# WORK INSTRUCTIONS:
Copy out every line from the start of the rows through the line with "<point>152,157</point>", including the lines without points. Shift each coordinate inside the points up by 52.

"""

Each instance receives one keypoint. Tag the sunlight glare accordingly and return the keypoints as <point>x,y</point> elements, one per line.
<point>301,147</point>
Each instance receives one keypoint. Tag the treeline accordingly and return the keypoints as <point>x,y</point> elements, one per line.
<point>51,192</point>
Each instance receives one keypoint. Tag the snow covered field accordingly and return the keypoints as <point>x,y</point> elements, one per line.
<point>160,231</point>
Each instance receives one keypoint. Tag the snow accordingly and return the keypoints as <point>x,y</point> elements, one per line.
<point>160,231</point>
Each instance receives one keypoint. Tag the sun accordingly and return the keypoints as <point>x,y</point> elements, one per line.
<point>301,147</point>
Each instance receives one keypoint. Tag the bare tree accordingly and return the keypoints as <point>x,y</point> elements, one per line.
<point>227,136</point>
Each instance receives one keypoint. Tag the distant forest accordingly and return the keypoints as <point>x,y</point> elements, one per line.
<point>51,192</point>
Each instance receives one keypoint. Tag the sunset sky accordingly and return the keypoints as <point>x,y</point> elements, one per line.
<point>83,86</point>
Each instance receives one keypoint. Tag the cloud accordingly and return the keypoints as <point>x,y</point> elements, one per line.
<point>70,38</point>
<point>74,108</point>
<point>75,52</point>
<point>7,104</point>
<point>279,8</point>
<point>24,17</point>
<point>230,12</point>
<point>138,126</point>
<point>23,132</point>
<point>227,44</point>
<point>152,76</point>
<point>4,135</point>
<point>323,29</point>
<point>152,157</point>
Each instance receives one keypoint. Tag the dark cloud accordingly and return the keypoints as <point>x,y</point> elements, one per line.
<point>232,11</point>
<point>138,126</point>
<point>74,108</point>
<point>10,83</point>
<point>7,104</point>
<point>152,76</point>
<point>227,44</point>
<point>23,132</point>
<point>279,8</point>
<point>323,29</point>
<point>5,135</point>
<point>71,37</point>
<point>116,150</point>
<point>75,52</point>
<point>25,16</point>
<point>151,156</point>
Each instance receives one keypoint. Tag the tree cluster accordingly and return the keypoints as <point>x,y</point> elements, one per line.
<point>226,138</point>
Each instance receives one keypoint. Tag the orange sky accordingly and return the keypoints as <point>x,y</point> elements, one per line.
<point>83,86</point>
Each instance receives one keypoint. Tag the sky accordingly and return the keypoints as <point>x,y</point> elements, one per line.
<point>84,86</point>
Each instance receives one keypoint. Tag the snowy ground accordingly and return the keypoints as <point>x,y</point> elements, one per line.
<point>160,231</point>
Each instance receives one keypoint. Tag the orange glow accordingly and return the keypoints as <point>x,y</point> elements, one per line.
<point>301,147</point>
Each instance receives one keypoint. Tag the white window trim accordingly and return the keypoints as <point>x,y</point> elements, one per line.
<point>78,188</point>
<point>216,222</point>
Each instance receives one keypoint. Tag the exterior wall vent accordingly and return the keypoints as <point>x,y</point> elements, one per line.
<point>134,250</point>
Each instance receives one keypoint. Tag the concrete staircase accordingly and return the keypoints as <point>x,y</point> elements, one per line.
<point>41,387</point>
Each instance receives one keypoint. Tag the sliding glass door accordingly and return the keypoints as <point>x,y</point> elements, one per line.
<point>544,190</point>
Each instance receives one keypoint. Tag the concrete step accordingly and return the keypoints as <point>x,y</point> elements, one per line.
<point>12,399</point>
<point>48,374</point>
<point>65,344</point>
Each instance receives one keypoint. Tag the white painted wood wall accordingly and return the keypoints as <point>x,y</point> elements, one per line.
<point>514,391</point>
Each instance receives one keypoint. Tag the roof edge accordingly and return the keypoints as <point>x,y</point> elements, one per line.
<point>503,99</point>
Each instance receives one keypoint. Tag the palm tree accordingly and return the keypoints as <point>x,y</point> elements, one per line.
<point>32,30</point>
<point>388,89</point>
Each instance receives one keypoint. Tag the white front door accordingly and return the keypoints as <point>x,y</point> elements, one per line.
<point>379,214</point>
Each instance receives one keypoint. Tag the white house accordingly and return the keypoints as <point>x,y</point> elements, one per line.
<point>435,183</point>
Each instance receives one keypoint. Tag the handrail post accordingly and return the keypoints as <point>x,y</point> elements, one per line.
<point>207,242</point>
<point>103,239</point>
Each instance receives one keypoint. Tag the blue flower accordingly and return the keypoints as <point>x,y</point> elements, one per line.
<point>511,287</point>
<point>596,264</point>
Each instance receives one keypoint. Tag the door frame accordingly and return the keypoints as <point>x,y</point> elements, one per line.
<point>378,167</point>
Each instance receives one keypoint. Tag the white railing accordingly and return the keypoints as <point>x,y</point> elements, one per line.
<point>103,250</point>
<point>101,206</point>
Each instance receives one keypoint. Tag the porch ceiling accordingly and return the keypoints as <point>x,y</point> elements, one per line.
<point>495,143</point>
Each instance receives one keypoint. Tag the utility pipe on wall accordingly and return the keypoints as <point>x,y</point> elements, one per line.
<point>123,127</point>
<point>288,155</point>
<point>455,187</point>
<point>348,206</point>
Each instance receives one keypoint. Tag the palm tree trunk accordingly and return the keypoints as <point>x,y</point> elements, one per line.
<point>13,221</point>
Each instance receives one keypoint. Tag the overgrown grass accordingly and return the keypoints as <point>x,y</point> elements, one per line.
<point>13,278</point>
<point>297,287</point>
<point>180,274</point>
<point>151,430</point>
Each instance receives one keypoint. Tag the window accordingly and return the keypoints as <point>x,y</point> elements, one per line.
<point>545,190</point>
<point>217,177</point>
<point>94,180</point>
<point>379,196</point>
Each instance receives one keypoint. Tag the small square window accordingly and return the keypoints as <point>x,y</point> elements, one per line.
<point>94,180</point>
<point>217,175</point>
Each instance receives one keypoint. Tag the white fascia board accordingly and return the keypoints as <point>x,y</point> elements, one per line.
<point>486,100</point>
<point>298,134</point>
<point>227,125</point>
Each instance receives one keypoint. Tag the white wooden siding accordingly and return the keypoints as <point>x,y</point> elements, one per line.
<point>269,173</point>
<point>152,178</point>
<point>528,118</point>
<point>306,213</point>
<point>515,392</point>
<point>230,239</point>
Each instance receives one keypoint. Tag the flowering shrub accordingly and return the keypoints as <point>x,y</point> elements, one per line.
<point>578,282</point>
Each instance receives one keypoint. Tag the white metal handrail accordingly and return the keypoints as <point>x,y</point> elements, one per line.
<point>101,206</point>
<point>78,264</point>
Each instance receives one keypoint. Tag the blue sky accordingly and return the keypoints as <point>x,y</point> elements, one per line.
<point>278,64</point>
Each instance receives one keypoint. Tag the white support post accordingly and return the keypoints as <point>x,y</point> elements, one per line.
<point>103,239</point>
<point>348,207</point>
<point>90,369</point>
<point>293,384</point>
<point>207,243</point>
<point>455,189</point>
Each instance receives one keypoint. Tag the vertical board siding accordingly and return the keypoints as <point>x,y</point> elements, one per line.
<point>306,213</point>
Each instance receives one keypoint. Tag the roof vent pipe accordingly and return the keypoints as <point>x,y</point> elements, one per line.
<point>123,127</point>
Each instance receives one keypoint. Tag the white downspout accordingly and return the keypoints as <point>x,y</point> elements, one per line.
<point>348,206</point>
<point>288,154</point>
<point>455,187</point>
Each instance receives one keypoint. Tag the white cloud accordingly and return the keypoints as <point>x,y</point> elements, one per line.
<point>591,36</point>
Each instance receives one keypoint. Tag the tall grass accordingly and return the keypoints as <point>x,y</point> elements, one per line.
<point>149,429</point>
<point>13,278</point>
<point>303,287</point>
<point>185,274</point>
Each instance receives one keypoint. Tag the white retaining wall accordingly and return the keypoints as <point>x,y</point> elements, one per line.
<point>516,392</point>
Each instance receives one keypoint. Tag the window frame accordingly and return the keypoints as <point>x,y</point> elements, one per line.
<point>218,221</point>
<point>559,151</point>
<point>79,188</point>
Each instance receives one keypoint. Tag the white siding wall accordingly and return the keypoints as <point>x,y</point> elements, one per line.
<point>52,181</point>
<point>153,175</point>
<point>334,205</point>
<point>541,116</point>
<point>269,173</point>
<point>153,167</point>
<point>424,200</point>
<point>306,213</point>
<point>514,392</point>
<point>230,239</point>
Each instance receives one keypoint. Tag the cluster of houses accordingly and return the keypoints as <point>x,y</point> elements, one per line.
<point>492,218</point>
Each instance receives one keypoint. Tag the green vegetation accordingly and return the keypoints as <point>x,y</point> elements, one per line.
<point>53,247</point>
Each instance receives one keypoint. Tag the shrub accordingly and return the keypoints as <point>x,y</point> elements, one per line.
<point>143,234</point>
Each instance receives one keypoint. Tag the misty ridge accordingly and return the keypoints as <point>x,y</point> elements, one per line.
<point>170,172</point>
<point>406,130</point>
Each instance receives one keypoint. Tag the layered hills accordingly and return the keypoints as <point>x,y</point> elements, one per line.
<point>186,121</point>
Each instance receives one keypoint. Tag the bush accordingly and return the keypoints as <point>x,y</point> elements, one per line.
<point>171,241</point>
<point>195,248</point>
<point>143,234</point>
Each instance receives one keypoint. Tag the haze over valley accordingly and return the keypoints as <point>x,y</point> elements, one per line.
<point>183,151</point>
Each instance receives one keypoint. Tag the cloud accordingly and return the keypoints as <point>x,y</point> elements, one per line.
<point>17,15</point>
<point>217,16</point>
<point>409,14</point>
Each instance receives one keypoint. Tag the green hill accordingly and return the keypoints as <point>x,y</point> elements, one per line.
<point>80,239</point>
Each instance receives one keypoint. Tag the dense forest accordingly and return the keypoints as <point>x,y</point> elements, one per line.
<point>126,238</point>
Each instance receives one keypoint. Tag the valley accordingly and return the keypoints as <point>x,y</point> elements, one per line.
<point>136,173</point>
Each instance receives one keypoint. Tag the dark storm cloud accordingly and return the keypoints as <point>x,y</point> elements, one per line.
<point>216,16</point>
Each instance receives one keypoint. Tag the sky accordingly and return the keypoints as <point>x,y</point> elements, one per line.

"""

# FULL SOLUTION:
Each instance receives one keypoint. Tag the sunlight glare accordingly and return the keypoints as <point>x,y</point> elements, one per line.
<point>353,199</point>
Each instance receives one keypoint. Tag the treeline accordingly and return the keypoints as <point>x,y</point> elements, one per line.
<point>103,244</point>
Each instance receives one keypoint. Tag the snow covered field accordingly and return the keypoints as <point>x,y</point> elements, one per line.
<point>212,283</point>
Each instance receives one keypoint. Tag the snow accordingly and return the keypoints as <point>x,y</point> elements, one per line.
<point>212,283</point>
Each instance receives one keypoint. Tag the sun accordingly and return the keypoints as <point>x,y</point> elements, one per line.
<point>353,199</point>
Each instance receives one keypoint. Tag the bare tree accordingly and return the keypoints as <point>x,y</point> elements, one per line.
<point>279,188</point>
Each instance receives one keypoint. Tag the distant forest accordingly and return the keypoints as <point>x,y</point> elements, one per line.
<point>103,244</point>
Each instance receives one keypoint. Tag the sunset sky accordingly and return the keypoints as <point>x,y</point> elements, one per line.
<point>135,138</point>
Each instance receives one keypoint. Tag the cloud accordingly and return the keypoints as <point>x,y</point> elements, one per line.
<point>122,90</point>
<point>126,160</point>
<point>127,104</point>
<point>59,156</point>
<point>331,60</point>
<point>76,69</point>
<point>282,64</point>
<point>190,178</point>
<point>75,184</point>
<point>279,96</point>
<point>204,128</point>
<point>56,187</point>
<point>375,81</point>
<point>204,209</point>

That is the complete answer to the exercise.